**INSTRUCTIONS FOR THE TASK**
Show each line of the data below that contains the word "white", copying the whole line.

**DATA SHOWN**
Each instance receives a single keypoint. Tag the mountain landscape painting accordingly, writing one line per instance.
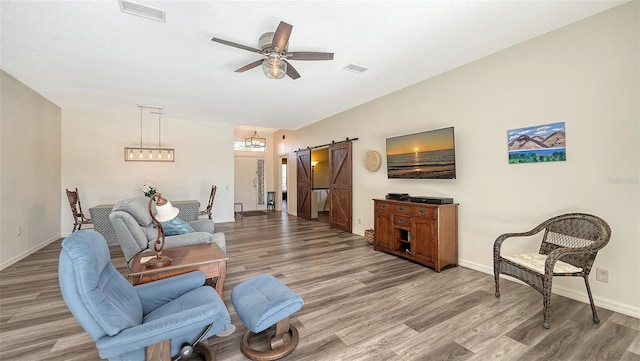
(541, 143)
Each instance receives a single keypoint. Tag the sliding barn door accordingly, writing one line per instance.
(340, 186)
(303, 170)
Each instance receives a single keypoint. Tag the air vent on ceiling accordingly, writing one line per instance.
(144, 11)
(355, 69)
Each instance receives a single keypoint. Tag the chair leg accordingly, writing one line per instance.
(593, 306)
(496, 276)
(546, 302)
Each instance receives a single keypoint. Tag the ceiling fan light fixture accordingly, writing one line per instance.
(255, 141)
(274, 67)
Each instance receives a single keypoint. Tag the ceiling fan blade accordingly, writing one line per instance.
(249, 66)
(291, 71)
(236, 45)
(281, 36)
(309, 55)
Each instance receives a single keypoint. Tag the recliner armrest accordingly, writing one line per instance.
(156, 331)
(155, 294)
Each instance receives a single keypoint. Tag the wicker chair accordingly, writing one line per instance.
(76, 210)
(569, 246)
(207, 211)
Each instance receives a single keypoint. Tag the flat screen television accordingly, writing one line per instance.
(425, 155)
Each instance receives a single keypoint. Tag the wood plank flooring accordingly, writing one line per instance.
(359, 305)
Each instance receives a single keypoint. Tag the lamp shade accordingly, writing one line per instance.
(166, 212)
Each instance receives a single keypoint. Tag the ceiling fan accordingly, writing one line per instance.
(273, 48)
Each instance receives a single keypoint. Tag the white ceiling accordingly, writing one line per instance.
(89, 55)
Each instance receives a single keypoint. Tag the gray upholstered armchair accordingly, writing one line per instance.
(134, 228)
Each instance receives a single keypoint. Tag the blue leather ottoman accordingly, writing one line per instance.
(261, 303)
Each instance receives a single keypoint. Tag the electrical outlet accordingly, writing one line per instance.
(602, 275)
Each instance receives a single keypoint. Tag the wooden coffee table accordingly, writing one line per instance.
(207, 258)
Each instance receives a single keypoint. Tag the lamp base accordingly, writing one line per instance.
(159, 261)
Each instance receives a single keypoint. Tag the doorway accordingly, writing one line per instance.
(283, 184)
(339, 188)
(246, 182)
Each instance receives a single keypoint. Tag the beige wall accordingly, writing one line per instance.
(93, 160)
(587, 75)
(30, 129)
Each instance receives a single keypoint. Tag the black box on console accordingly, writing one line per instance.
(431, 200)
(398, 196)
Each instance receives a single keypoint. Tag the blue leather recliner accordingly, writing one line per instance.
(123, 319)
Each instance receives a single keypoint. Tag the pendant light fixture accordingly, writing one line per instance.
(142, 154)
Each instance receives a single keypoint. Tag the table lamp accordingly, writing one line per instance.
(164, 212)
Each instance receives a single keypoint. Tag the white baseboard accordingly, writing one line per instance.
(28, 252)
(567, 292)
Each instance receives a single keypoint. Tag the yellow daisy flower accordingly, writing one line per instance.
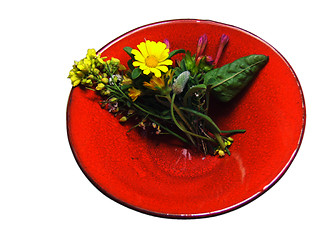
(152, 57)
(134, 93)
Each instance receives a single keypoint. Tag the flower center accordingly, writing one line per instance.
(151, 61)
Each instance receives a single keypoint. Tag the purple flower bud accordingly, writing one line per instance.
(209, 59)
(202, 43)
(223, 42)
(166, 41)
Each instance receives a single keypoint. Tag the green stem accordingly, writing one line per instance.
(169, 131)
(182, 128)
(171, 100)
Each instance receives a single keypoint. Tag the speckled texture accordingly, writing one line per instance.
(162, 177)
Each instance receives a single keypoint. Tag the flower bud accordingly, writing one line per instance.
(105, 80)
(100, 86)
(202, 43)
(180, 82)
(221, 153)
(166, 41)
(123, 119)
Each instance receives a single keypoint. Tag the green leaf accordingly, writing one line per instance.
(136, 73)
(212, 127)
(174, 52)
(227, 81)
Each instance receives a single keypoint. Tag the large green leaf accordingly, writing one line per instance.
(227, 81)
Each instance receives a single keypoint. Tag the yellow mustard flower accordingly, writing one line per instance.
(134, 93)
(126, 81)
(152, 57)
* * *
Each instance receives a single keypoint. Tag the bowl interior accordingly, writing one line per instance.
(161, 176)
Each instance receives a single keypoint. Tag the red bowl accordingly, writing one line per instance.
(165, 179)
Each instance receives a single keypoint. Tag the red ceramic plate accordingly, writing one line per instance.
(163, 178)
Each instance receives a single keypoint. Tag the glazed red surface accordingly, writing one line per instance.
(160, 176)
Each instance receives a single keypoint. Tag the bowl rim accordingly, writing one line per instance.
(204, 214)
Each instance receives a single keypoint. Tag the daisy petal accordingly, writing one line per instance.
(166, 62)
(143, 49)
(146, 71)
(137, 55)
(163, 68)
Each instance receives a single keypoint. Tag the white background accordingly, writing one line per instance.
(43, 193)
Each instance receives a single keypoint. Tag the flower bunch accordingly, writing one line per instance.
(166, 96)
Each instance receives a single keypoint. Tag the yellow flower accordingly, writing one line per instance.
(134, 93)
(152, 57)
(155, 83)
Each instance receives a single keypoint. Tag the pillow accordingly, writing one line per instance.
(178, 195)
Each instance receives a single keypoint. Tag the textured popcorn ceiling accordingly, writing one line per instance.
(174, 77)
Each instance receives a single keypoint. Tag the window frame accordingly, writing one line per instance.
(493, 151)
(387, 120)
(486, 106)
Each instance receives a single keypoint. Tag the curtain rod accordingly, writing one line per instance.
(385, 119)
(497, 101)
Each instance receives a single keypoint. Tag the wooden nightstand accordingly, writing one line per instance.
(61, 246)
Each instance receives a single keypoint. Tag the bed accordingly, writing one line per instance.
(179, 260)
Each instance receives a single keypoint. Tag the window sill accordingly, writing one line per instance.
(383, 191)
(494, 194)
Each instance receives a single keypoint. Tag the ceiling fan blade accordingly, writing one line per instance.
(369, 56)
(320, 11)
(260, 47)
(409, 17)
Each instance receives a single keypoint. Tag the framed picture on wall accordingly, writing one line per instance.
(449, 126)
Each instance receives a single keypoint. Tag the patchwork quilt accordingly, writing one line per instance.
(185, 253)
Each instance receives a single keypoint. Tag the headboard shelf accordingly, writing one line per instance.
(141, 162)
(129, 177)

**EXPECTED ANSWER**
Each instance receives a single keypoint. Tag the white ceiling accordingly, writing one line per instance.
Each instance receives a single keypoint. Tag the white baseboard accordingly, writing one line per instance.
Each instance receives a single keypoint. Tag the white background accordingly, writing one line per instance.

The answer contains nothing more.